** Opening RECORDED INFORMATION block **
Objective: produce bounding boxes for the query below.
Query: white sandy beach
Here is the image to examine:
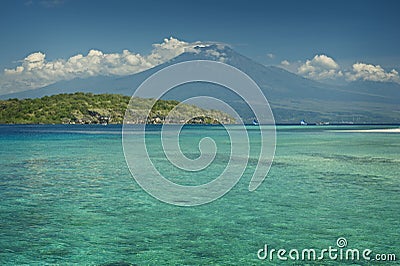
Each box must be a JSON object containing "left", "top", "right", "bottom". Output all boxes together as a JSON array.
[{"left": 337, "top": 128, "right": 400, "bottom": 133}]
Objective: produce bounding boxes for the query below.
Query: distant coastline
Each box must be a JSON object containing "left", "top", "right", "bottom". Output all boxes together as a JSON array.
[{"left": 0, "top": 92, "right": 235, "bottom": 125}]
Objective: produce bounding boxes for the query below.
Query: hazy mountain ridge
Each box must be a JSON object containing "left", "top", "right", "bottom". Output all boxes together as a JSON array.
[{"left": 1, "top": 44, "right": 399, "bottom": 123}]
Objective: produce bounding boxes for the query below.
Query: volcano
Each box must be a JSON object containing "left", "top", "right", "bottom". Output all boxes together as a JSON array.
[{"left": 2, "top": 44, "right": 399, "bottom": 123}]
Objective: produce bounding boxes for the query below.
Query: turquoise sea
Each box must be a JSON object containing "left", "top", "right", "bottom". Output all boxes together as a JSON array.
[{"left": 0, "top": 125, "right": 399, "bottom": 265}]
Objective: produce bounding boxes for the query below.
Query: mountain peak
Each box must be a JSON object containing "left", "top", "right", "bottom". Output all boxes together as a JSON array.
[{"left": 186, "top": 43, "right": 233, "bottom": 62}]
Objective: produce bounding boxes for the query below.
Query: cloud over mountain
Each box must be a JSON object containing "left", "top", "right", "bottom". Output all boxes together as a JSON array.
[
  {"left": 345, "top": 63, "right": 400, "bottom": 83},
  {"left": 295, "top": 54, "right": 400, "bottom": 84},
  {"left": 1, "top": 37, "right": 200, "bottom": 93},
  {"left": 280, "top": 60, "right": 290, "bottom": 66},
  {"left": 2, "top": 38, "right": 400, "bottom": 95},
  {"left": 297, "top": 54, "right": 343, "bottom": 80}
]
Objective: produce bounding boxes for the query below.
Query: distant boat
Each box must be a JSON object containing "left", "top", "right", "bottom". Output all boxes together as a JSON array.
[
  {"left": 253, "top": 119, "right": 259, "bottom": 126},
  {"left": 300, "top": 120, "right": 308, "bottom": 126}
]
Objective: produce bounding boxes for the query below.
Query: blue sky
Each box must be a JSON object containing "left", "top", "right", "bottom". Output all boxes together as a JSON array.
[{"left": 1, "top": 0, "right": 399, "bottom": 93}]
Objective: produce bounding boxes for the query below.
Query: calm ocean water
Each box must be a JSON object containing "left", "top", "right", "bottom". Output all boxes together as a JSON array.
[{"left": 0, "top": 125, "right": 399, "bottom": 265}]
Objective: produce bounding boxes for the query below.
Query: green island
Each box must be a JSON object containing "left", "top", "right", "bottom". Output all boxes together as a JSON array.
[{"left": 0, "top": 92, "right": 235, "bottom": 124}]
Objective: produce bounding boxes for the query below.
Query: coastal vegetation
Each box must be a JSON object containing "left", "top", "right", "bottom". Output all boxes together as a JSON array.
[{"left": 0, "top": 92, "right": 235, "bottom": 124}]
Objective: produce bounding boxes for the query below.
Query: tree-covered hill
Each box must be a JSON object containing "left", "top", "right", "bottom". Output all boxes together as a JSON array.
[{"left": 0, "top": 93, "right": 235, "bottom": 124}]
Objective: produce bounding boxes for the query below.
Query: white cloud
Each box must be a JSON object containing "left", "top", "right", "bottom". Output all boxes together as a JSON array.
[
  {"left": 204, "top": 48, "right": 227, "bottom": 62},
  {"left": 267, "top": 53, "right": 275, "bottom": 59},
  {"left": 288, "top": 54, "right": 399, "bottom": 84},
  {"left": 297, "top": 54, "right": 343, "bottom": 80},
  {"left": 346, "top": 63, "right": 400, "bottom": 83},
  {"left": 1, "top": 37, "right": 205, "bottom": 93},
  {"left": 280, "top": 60, "right": 290, "bottom": 66}
]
** Closing RECORDED INFORMATION block **
TASK TO CARRY OUT :: Copy every line of the records above that contains "cloud".

FINAL ANSWER ::
Query: cloud over mountain
Query: white cloud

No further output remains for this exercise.